Excerpt:
- Opening Delimiter -

Neuralink, led by Elon Musk, is developing a brain-computer interface (BCI) chip that aims to create a two-way information exchange between the human brain and machines. Tianjin University takes a more ambitious approach with their “brain-on-a-chip” project. They aim to not only create a BCI but also potentially cultivate and train brain tissue to perform complex tasks, in addition to enabling machine interaction.
Researchers from Tianjin University’s Human-Computer Interaction Laboratory, in collaboration with Southern University of Science and Technology, have developed an open-source system called MetaBOC. This system facilitates the connection between brain-on-a-chip technology and electronic devices. The ultimate goal is to utilize MetaBOC to interface a lab-grown brain tissue with a robot, enabling the brain tissue to control the robot and perform intelligent tasks like obstacle avoidance.(The researchers provided a visual aid to demonstrate the concept)
This project can be understood as having two key components. The first involves creating a brain-computer interface (BCI) by cultivating brain tissue and linking it to a chip. The MetaBOC system then acts as a bridge, facilitating communication between the brain tissue and external electronic devices, similar to how it would function when controlling a robot. The second part focuses on developing methods to train this lab-grown brain to perform intelligent tasks, such as controlling a robot.
The “brain-on-a-chip” concept in this project differs from human brain implants like Neuralink. Instead of directly interfacing with a human brain, it utilizes lab-grown brain. This tissue is created by culturing stem cells, encouraging them to develop into a simplified, functional neural network. While not a complete human brain, it serves as a miniature model that allows researchers to study brain function and develop new therapies.
Similar to Neuralink’s human brain interface, the chip in this project aims to capture electrical signals from the lab-grown brain. However, unlike Neuralink, a major challenge lies in deciphering these signals. We currently lack the ability to decode the “language” of this cultivated brain, hindering both information retrieval and sending instructions. Therefore, the development of MetaBOC hinges on two key scientific breakthroughs:
- Decoding the output: We need to understand the electrical signals generated by the cultivated brain. This will allow us to interpret its activity.

- Closing Delimiter -

Explore the material:
• 1. According to the MetaBOC passage, which two institutions developed the open-source MetaBOC system?
• 2. Write the next part of the MetaBOC passage, picking up after its last sentence.

Data extracts:
- Opening Delimiter -

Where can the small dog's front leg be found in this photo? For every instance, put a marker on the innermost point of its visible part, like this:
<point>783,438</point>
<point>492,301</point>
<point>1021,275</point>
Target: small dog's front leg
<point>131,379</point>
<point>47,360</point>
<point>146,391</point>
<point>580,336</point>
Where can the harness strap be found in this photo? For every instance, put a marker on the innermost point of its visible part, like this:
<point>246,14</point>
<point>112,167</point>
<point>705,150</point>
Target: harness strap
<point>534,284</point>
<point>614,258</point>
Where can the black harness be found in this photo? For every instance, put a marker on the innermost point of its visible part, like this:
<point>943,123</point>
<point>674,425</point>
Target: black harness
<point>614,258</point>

- Closing Delimiter -
- Opening Delimiter -

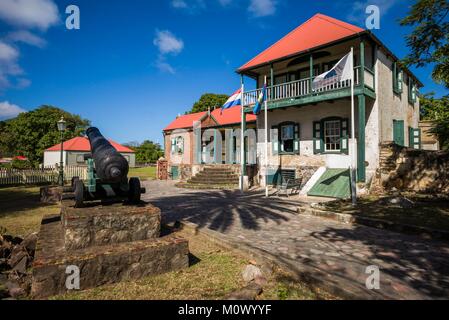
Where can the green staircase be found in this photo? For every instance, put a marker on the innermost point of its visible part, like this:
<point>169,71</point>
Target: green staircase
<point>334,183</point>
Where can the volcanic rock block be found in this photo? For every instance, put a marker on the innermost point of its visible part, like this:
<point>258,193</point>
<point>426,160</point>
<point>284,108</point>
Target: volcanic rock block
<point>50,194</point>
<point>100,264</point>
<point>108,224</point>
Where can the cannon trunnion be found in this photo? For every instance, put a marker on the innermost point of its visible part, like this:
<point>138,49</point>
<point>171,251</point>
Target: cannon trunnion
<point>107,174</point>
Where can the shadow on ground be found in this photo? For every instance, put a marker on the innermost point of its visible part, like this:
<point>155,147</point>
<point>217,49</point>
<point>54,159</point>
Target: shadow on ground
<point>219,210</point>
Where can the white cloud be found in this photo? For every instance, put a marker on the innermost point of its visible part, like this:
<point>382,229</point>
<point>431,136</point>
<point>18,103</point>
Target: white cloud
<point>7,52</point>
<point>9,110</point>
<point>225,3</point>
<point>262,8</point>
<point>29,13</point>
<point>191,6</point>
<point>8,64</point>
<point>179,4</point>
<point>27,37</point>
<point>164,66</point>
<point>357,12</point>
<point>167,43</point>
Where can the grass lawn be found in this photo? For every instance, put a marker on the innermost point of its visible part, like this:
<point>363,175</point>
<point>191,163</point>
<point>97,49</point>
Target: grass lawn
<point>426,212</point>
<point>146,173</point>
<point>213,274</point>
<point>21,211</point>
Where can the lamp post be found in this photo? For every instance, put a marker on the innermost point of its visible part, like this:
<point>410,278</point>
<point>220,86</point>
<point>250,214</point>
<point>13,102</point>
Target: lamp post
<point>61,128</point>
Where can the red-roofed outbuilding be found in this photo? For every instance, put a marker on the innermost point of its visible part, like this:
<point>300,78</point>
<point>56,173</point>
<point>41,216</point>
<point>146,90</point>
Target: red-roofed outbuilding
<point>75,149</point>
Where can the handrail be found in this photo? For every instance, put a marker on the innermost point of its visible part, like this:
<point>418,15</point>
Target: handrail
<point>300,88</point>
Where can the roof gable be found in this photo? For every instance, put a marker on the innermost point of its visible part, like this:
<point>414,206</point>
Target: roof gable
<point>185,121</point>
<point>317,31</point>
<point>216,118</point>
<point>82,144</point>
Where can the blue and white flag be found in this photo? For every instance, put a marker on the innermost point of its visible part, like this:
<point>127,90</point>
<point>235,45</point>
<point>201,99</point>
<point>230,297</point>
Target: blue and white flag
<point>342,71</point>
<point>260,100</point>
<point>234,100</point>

- Closing Delimiter -

Task-by-task outputs:
• 1. Tianjin University's Human-Computer Interaction Laboratory and Southern University of Science and Technology.

• 2.
- Establishing communication: We need to develop a method to send information to the brain in a way it can process.
While Tianjin University claims MetaBOC is open-source, details regarding the project remain limited. Currently, there’s no publicly available information about the system’s programming code, operational methods, or published research demonstrating successful brain signal decoding. This lack of transparency hinders verification of their progress and raises questions about the system’s functionality.
The project’s second part focuses on training the lab-grown brain tissue to perform complex tasks, like controlling a robot. While one researcher mentioned using reinforcement learning algorithms for this purpose, there’s a lack of published research detailing their progress. Until the university releases findings on this aspect, it remains an area of ongoing exploration.
The university’s claims about MetaBOC raise some questions due to the limited information available. They referenced their research, but the cited study focused on using low-intensity ultrasound for improved brain tissue development, which falls within the realm of cultivating brains, not necessarily communication with them. Ideally, we’d see research directly addressing decoding signals from and sending information to the cultivated brain tissue.
I think the idea of interfacing cultivated brains with machines is undeniably ambitious. However, significant technical hurdles remain before we can make real progress.